* BEGIN Document *

That's why I suggest the following: start in S&T as a trader. Try to rotate onto a couple of different desks in your first two years. Learn the business as fast as you can. And then, transition to research. Specifically, aim to become a 'desk strategist,' whose responsibility is to create fundamental or technical trading ideas for the desk on which they sit. Be a good strategist, and circulate your research amongst traders on several different desks. Make your salesmen aware of your ideas. Have them promote your thoughts to their clients. Have them introduce you to their clients, and you might find yourself on the buy-side sooner than you think.

That would be the ideal background for a macro PM. For an equity long-short PM, research is better than trading. If you're going to learn trading, though, be sure to sit on both the long and the short desks. Learn how to fund yourself. Stock lending is the more esoteric field. Pretty much everyone knows how to buy stocks. Did you notice how you never mentioned a cash equity trader becoming a PM? That's because they're not stock-pickers, and that's what is required of a long-short manager. Research requires that skill set. So does strategy.

* END Document *
* BEGIN Record extracts *

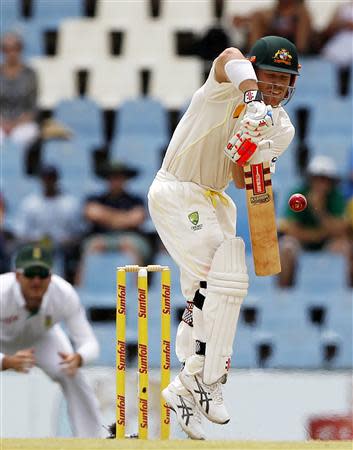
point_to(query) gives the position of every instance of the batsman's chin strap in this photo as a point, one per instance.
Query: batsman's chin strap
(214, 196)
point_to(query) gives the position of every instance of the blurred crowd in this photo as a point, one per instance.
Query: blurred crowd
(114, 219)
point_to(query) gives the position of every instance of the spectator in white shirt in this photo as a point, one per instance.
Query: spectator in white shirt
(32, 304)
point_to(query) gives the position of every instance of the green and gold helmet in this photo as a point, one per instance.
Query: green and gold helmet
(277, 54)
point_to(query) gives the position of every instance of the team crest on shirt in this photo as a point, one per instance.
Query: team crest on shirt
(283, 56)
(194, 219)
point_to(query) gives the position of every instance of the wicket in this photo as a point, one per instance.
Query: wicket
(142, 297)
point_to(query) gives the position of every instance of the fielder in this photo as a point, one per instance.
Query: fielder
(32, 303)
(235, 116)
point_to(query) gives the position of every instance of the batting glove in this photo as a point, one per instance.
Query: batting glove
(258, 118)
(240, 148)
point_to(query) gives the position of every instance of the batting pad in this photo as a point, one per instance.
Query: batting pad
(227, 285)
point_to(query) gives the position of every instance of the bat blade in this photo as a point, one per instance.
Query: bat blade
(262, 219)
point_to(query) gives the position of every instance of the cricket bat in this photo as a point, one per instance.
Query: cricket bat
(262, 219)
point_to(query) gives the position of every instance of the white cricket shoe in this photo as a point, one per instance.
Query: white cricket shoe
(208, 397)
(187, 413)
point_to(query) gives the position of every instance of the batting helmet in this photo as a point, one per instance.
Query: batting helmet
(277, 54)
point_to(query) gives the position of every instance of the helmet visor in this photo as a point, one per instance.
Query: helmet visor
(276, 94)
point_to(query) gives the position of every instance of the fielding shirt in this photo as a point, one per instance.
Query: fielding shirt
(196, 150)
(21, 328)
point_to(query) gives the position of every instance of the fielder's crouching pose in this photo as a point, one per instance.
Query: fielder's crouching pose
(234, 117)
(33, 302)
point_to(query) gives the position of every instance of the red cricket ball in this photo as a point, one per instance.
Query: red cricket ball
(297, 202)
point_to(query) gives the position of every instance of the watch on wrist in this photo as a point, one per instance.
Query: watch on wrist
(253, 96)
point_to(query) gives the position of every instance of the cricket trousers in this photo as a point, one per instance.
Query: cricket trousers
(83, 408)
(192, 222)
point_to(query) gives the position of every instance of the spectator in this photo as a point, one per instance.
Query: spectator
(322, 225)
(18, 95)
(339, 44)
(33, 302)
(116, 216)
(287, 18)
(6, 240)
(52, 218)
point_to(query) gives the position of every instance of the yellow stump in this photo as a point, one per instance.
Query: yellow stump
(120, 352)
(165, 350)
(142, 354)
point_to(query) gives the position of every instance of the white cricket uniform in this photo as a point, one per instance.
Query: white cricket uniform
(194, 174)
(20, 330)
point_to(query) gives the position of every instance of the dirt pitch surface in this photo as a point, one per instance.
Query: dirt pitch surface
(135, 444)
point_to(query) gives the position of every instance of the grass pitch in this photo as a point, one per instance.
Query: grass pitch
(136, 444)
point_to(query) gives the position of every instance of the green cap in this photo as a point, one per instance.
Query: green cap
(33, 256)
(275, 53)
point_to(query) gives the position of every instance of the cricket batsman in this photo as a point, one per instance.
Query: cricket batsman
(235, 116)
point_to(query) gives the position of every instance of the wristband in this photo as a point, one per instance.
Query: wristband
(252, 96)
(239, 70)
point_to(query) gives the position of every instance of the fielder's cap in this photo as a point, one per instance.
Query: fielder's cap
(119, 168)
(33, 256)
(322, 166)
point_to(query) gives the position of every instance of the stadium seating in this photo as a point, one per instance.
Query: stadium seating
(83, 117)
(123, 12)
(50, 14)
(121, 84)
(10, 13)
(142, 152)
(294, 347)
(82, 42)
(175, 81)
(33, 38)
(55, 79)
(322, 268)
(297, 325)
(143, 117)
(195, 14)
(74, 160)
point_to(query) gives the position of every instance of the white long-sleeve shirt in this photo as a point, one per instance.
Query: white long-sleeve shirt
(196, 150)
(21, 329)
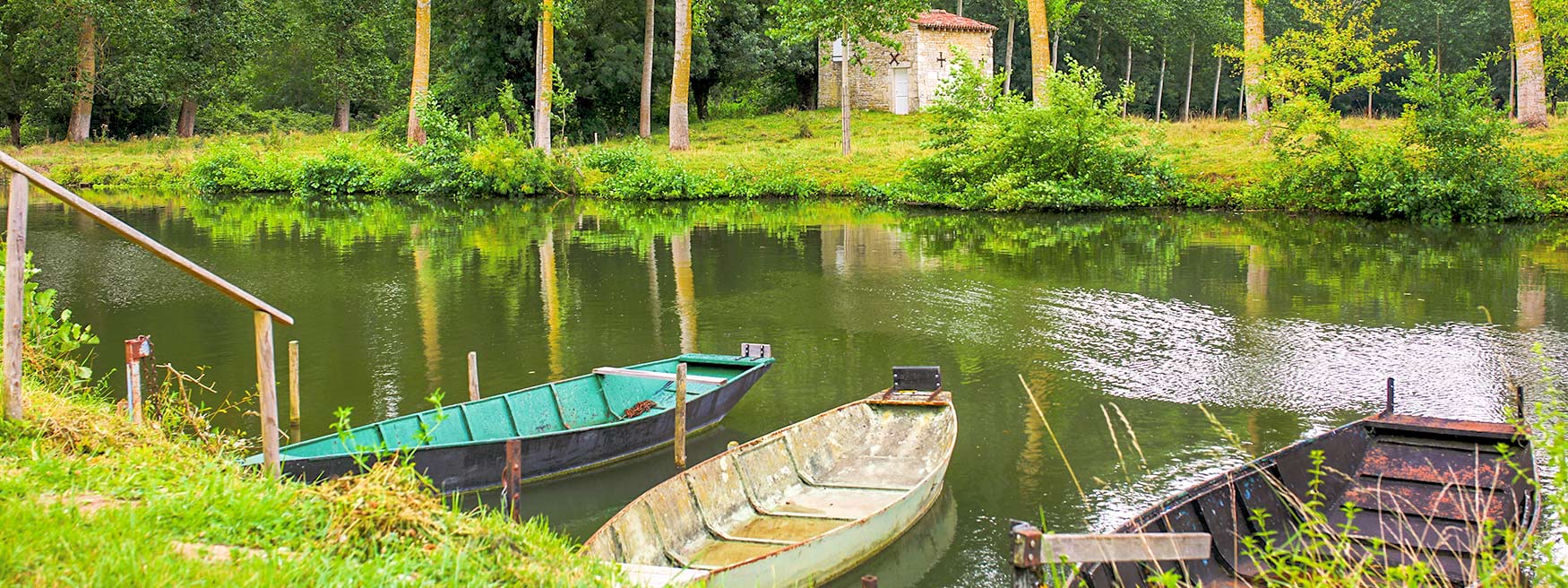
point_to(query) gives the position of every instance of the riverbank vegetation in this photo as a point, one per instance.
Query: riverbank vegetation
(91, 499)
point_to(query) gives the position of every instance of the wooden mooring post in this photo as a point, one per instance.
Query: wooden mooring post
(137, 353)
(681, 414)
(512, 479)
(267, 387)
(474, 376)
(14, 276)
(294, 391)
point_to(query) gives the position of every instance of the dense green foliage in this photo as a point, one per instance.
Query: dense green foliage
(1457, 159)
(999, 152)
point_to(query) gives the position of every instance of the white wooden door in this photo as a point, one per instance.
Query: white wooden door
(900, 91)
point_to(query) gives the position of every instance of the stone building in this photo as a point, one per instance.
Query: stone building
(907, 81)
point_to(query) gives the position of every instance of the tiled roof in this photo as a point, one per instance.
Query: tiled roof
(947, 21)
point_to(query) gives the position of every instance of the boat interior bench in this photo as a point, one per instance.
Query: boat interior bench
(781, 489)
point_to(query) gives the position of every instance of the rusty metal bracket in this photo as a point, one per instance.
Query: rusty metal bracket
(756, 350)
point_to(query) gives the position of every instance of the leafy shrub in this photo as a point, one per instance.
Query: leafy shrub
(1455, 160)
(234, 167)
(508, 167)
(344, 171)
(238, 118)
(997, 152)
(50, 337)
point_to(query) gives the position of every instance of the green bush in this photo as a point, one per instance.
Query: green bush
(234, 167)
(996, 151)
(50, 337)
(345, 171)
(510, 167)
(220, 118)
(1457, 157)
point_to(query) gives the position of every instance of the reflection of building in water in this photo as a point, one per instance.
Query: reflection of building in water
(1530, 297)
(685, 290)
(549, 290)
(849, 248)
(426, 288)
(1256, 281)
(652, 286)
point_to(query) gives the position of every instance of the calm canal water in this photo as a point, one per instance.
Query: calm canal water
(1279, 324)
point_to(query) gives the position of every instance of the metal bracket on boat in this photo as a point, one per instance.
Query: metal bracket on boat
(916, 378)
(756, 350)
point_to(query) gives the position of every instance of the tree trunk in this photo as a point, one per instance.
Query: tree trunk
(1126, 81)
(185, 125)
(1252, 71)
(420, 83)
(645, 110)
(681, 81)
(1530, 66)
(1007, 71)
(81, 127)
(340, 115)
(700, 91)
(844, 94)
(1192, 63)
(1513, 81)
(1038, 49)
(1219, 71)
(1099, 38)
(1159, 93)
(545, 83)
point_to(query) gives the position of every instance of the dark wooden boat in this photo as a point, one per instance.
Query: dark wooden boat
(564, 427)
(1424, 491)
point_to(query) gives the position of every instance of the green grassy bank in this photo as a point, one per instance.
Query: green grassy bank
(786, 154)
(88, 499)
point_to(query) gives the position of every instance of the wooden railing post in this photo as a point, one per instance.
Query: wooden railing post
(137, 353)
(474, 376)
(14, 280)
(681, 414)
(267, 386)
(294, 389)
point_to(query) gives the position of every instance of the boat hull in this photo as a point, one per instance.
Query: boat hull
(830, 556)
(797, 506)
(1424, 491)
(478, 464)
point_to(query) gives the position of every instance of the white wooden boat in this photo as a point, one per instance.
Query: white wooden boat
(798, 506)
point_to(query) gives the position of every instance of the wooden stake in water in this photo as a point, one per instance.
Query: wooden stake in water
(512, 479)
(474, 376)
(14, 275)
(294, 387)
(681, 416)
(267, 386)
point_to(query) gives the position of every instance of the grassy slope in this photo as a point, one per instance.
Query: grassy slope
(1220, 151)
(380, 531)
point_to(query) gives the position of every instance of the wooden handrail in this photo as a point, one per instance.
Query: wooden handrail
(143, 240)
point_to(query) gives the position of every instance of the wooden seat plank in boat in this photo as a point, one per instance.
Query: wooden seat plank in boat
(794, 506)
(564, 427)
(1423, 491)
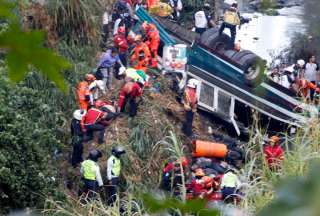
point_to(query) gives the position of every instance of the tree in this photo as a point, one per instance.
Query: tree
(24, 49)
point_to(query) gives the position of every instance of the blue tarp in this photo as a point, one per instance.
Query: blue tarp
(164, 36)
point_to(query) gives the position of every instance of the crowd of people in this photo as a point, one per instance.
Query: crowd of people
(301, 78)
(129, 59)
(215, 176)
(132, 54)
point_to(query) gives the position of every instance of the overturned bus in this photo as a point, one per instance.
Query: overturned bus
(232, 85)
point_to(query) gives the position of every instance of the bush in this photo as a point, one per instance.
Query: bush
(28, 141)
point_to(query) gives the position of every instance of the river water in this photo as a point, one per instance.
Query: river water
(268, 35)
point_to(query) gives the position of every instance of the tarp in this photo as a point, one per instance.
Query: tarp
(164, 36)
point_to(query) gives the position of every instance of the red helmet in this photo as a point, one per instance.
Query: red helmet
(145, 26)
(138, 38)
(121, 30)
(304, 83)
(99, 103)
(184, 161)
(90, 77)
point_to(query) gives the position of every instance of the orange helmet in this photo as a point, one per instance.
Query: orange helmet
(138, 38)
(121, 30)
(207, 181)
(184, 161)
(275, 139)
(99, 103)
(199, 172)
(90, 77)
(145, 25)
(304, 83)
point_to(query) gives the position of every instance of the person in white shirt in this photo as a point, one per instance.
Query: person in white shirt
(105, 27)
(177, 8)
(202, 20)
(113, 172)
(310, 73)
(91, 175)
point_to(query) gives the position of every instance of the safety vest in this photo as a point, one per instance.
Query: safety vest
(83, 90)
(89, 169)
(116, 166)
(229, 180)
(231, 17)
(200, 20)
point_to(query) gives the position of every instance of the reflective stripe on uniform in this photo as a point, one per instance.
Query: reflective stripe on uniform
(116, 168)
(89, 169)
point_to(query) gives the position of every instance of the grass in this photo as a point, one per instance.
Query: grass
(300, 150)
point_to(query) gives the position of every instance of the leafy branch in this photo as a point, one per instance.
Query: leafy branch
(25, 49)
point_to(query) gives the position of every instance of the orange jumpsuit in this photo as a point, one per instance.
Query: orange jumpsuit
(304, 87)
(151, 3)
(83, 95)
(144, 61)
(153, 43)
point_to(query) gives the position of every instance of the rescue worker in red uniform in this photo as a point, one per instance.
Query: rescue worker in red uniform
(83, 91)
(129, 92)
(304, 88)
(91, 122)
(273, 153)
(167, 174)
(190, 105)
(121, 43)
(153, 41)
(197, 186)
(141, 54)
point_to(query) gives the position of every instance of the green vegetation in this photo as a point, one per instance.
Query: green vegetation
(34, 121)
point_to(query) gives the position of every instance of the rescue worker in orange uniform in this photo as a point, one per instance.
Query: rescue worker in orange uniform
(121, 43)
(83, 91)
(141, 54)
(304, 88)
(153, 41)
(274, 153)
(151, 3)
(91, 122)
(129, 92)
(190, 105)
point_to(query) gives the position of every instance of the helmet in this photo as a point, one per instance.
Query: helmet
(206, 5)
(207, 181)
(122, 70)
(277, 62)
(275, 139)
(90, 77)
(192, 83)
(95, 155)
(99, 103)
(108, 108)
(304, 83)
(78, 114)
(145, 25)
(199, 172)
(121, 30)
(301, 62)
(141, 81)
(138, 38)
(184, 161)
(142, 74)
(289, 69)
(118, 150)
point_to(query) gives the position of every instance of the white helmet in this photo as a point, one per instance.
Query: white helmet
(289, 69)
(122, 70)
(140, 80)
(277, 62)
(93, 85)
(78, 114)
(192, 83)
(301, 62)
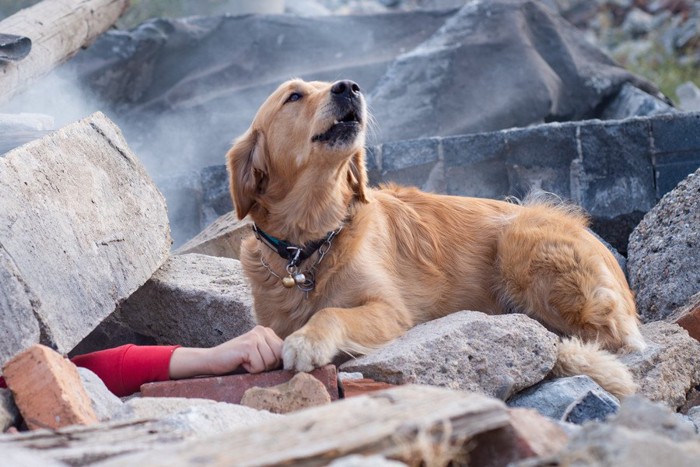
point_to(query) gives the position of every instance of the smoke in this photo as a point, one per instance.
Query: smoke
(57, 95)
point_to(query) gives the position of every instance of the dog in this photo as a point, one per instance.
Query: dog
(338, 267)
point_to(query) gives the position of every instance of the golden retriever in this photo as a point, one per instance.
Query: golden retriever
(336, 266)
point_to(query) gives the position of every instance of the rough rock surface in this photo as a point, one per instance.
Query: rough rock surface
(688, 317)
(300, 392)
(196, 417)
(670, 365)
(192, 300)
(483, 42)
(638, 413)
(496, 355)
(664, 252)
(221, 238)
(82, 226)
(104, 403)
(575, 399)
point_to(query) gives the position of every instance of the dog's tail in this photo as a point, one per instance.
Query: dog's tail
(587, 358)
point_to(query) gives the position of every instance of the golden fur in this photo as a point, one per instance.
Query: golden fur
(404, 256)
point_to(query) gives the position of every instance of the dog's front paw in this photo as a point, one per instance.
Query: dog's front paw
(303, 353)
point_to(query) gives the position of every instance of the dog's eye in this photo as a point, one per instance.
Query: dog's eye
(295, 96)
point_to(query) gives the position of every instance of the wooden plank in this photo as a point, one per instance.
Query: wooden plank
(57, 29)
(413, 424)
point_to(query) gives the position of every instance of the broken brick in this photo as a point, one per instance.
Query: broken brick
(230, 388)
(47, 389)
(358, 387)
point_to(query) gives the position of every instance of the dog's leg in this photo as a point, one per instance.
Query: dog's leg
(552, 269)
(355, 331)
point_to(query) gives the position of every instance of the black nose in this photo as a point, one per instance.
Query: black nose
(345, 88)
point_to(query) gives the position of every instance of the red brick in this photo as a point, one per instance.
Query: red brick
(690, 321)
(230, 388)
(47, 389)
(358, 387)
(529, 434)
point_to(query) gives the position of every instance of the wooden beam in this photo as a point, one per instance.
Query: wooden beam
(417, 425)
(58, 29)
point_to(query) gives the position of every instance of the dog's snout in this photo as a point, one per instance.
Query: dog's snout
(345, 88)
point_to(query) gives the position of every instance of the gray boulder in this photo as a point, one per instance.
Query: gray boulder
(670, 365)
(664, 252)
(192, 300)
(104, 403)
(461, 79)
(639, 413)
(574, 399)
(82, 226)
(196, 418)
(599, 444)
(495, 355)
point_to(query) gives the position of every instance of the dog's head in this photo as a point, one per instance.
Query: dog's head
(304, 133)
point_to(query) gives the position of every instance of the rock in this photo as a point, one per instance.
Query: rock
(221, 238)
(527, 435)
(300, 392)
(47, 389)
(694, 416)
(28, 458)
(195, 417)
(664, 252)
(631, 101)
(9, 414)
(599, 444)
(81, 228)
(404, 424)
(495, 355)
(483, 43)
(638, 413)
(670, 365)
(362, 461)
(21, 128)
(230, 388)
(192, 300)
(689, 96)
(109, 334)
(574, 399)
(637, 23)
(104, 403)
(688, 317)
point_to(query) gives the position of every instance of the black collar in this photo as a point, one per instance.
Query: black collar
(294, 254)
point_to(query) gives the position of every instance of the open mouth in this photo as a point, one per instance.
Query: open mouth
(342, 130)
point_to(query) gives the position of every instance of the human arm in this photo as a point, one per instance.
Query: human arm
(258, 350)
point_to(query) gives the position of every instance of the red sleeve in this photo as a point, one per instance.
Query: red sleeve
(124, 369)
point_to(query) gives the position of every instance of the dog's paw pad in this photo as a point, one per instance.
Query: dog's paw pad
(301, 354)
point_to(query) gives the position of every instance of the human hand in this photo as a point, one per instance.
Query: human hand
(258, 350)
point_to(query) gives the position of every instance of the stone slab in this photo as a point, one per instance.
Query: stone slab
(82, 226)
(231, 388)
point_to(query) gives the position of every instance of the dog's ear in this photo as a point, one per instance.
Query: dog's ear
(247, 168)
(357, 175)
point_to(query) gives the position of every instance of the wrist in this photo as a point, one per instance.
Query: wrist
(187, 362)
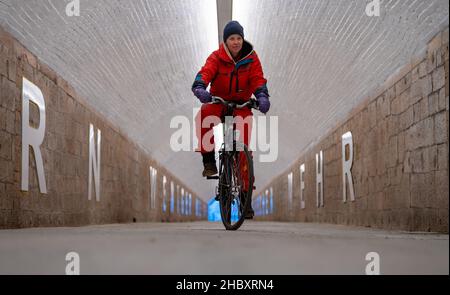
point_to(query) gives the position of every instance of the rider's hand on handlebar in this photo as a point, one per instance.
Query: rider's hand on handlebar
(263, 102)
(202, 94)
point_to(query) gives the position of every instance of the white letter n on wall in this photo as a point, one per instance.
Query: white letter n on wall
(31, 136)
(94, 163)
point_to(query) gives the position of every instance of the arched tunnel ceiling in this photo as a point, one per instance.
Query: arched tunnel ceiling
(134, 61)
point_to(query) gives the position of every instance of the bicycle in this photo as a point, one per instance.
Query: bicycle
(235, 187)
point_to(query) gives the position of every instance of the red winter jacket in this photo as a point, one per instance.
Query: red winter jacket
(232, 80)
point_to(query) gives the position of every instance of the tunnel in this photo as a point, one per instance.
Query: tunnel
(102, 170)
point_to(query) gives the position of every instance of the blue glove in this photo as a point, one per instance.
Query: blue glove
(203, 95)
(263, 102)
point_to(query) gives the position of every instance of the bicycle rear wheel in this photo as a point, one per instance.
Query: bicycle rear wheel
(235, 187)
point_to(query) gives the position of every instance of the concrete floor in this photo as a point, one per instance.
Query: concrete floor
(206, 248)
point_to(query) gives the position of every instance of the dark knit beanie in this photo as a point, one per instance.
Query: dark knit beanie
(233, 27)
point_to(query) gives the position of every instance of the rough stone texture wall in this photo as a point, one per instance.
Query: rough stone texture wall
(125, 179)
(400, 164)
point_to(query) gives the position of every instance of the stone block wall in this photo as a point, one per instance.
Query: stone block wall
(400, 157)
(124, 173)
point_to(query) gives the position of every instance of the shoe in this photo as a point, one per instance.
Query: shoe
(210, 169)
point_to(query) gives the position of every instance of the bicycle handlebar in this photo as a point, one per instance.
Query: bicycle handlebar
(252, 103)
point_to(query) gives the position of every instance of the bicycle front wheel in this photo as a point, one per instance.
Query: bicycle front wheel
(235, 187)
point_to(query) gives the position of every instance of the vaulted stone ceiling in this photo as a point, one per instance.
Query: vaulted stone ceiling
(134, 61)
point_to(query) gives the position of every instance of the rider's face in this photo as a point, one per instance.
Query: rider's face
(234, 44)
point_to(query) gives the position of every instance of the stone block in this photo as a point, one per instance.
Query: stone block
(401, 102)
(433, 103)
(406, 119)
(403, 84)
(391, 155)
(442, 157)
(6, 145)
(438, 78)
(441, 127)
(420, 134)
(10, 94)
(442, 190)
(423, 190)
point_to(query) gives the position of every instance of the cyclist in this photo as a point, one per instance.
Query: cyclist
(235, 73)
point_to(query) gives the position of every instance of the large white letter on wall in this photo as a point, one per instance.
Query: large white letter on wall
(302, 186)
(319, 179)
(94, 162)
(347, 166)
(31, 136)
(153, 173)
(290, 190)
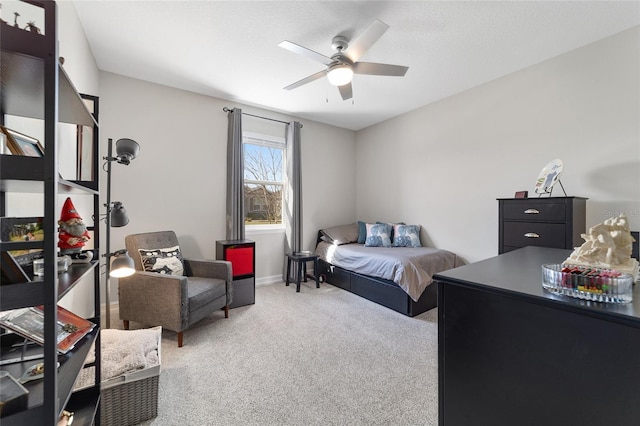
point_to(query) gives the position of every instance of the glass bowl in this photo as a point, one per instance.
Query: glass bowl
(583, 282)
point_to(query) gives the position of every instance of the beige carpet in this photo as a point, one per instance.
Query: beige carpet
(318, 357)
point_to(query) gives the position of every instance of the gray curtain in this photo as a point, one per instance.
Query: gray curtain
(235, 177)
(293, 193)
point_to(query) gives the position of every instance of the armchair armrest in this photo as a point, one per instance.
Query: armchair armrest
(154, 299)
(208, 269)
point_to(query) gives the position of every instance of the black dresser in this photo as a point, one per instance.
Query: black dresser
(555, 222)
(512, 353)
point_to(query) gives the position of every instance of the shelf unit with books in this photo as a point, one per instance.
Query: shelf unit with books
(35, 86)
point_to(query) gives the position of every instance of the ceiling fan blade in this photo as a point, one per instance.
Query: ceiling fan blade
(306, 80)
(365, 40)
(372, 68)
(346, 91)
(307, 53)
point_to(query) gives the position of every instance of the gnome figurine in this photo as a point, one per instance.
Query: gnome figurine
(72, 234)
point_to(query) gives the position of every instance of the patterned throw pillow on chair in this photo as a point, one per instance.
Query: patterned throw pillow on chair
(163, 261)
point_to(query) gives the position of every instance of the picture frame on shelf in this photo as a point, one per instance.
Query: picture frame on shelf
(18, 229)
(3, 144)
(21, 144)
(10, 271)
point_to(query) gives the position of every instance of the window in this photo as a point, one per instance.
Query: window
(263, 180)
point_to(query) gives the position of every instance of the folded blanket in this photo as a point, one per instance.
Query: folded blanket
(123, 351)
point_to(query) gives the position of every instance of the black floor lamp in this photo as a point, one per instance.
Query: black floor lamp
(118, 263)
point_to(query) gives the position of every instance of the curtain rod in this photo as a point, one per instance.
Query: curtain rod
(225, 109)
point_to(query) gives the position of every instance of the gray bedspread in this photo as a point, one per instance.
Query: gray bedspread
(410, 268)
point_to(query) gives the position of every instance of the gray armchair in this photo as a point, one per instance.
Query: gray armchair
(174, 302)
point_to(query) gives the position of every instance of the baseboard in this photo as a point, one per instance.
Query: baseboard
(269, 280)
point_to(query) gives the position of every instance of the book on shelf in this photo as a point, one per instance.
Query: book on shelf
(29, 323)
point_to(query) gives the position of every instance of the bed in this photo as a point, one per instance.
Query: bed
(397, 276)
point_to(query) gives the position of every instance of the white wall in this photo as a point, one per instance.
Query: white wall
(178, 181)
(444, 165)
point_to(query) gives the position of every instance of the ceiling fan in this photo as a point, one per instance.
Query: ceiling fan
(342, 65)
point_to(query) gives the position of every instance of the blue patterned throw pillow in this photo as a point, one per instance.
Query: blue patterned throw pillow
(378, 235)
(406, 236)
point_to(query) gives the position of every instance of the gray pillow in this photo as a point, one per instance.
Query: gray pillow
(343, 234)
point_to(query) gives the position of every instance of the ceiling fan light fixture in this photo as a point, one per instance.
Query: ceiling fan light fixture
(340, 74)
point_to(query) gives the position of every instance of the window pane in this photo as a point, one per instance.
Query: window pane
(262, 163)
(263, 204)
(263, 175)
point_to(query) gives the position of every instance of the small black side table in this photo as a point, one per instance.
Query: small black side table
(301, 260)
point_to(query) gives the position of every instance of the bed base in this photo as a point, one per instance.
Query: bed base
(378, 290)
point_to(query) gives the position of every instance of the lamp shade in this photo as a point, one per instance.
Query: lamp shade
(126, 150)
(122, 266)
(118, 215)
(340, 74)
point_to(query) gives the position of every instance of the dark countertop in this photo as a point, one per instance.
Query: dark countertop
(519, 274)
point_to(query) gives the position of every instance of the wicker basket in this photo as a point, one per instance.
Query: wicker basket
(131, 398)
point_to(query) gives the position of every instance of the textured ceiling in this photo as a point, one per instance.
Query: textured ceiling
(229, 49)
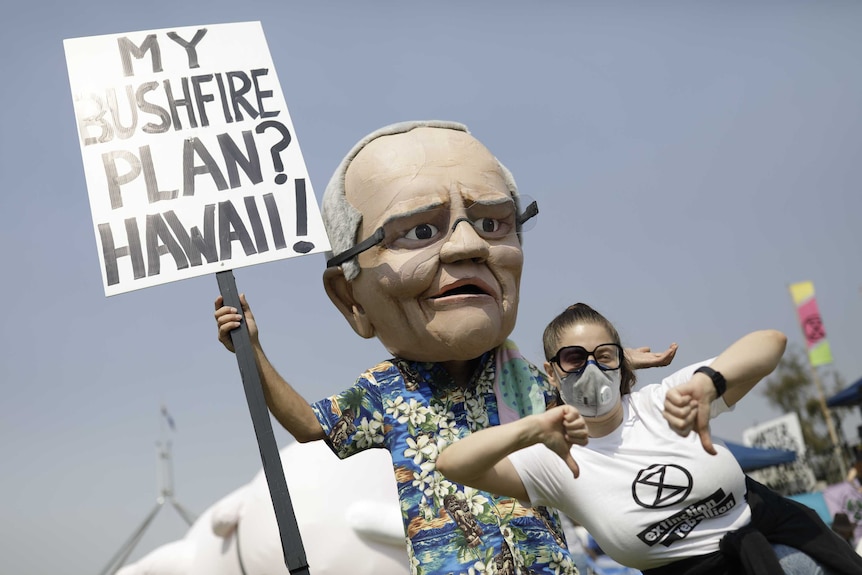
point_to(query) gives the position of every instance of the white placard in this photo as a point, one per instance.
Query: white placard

* END Record extracts *

- Instruction: Transcribe in full, word for word, the passage above advising a start in sales and trading before moving into research and portfolio management.

- Answer to the problem:
That's why I suggest the following: start in S&T as a trader. Try to rotate onto a couple of different desks in your first two years. Learn the business as fast as you can. And then, transition to research. Specifically, aim to become a 'desk strategist,' whose responsibility is to create fundamental or technical trading ideas for the desk on which they sit. Be a good strategist, and circulate your research amongst traders on several different desks. Make your salesmen aware of your ideas. Have them promote your thoughts to their clients. Have them introduce you to their clients, and you might find yourself on the buy-side sooner than you think.

That would be the ideal background for a macro PM. For an equity long-short PM, research is better than trading. If you're going to learn trading, though, be sure to sit on both the long and the short desks. Learn how to fund yourself. Stock lending is the more esoteric field. Pretty much everyone knows how to buy stocks. Did you notice how you never mentioned a cash equity trader becoming a PM? That's because they're not stock-pickers, and that's what is required of a long-short manager. Research requires that skill set. So does strategy.